--- START Dataset rows ---

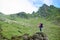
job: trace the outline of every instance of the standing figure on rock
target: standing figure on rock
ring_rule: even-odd
[[[40,31],[42,31],[42,28],[43,28],[43,24],[42,23],[39,24],[39,28],[40,28]]]

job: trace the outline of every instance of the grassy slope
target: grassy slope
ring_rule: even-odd
[[[33,35],[36,32],[39,32],[38,24],[42,22],[44,24],[43,32],[47,34],[49,40],[60,40],[60,27],[52,24],[49,21],[44,19],[19,19],[20,24],[16,23],[5,23],[0,21],[0,25],[2,26],[2,34],[10,38],[15,35],[23,35],[28,33]]]

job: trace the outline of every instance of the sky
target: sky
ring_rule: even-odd
[[[60,0],[0,0],[0,12],[7,15],[18,12],[32,13],[43,4],[60,8]]]

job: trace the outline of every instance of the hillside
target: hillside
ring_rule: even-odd
[[[3,38],[11,39],[13,36],[34,35],[39,31],[39,23],[43,23],[43,33],[49,40],[60,40],[60,8],[44,4],[37,12],[26,14],[0,14],[0,35]],[[53,23],[54,22],[54,23]],[[59,24],[59,25],[55,25]],[[0,36],[0,37],[1,37]]]

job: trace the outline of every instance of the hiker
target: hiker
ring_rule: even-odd
[[[42,28],[43,28],[43,24],[42,23],[39,24],[39,28],[40,28],[40,31],[42,31]]]

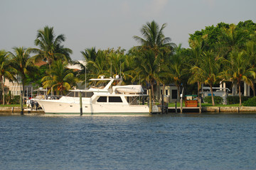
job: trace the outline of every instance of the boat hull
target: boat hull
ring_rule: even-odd
[[[40,106],[46,114],[80,114],[80,103],[63,103],[58,101],[40,100]],[[82,104],[83,114],[149,114],[146,105]]]

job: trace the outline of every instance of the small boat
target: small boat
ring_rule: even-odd
[[[148,96],[141,85],[122,86],[122,79],[118,76],[90,81],[93,85],[87,90],[70,90],[60,99],[37,101],[46,114],[80,114],[79,95],[83,114],[149,114],[149,106],[139,103]]]

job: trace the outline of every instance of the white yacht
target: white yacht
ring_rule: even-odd
[[[37,100],[46,114],[149,114],[148,105],[139,104],[145,96],[141,85],[122,86],[122,79],[92,79],[87,90],[71,90],[58,100]],[[146,98],[145,98],[146,99]]]

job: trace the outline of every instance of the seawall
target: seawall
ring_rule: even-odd
[[[25,108],[23,110],[24,115],[42,115],[44,114],[43,110],[30,110]],[[21,115],[20,107],[0,107],[0,115]]]

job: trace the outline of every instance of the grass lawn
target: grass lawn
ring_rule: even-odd
[[[159,103],[156,103],[156,105],[159,105]],[[211,103],[201,103],[202,107],[210,107],[213,106]],[[238,107],[239,104],[230,104],[230,105],[223,105],[223,104],[215,104],[214,106],[216,107]],[[175,103],[169,103],[168,107],[175,107]],[[181,107],[181,103],[177,102],[177,107]],[[183,107],[185,107],[185,103],[183,103]],[[199,107],[199,104],[198,104]]]
[[[0,105],[0,107],[21,107],[21,104],[9,104],[9,105]],[[23,108],[26,108],[26,105],[23,104]]]

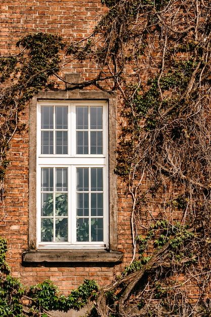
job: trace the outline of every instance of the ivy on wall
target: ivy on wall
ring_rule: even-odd
[[[49,76],[62,79],[60,56],[94,61],[96,78],[75,84],[119,92],[115,172],[132,203],[133,255],[121,276],[98,292],[91,314],[210,316],[210,4],[102,3],[108,13],[89,38],[70,44],[58,35],[29,34],[18,43],[20,54],[0,60],[8,85],[1,97],[2,183],[10,141],[21,128],[18,116],[38,90],[55,89]]]

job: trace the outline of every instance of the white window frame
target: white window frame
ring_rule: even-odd
[[[67,106],[68,154],[41,154],[41,107],[42,106]],[[103,107],[103,153],[102,154],[77,154],[76,153],[76,106]],[[36,155],[36,236],[38,249],[105,249],[108,244],[109,195],[108,150],[108,104],[106,101],[45,101],[37,102],[37,155]],[[71,130],[70,130],[71,129]],[[71,133],[71,131],[72,131]],[[41,168],[43,167],[67,167],[68,169],[68,242],[41,242]],[[82,167],[102,168],[103,171],[103,242],[76,241],[76,169]]]

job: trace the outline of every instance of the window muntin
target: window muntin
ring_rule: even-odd
[[[38,247],[106,246],[106,105],[93,103],[38,105]]]
[[[102,168],[76,169],[77,241],[103,241]]]
[[[103,153],[103,108],[76,107],[76,153]]]
[[[67,106],[41,107],[41,153],[67,154]]]

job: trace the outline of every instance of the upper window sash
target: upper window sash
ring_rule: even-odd
[[[106,113],[106,102],[39,102],[38,157],[105,157]]]

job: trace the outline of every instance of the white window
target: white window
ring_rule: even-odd
[[[38,102],[38,248],[107,246],[107,113],[103,101]]]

--- END Dataset rows ---

Could you rewrite every line from the start of the records through the line containing "[[[60,0],[0,0],[0,12],[7,15],[18,12],[32,13],[43,4],[60,8]]]", both ends included, with each polygon coordinate scaled by 1.75 and rounded to a whole number (halves up)? Keep all other text on those lines unchanged and leave the pictures out.

## Finished exercise
job: trace the outline of every instance of the standing figure on rock
target: standing figure on rock
ring_rule: even-odd
[[[70,54],[74,54],[74,49],[75,49],[75,42],[74,40],[68,42],[68,49],[70,49]]]

job: trace the outline of every instance of the grassy slope
target: grassy slope
ring_rule: even-odd
[[[58,61],[63,56],[68,56],[67,42],[74,39],[77,42],[75,56],[82,60],[86,70],[105,70],[105,47],[91,42],[86,37],[77,33],[33,33],[35,42],[28,40],[9,40],[0,37],[0,44],[4,46],[4,60],[18,67],[26,61],[40,61],[49,58]]]

job: trace the outline of every instance of the sky
target: sky
ring_rule: even-odd
[[[105,0],[0,0],[0,21],[12,26],[32,21],[56,23],[75,7],[105,14]]]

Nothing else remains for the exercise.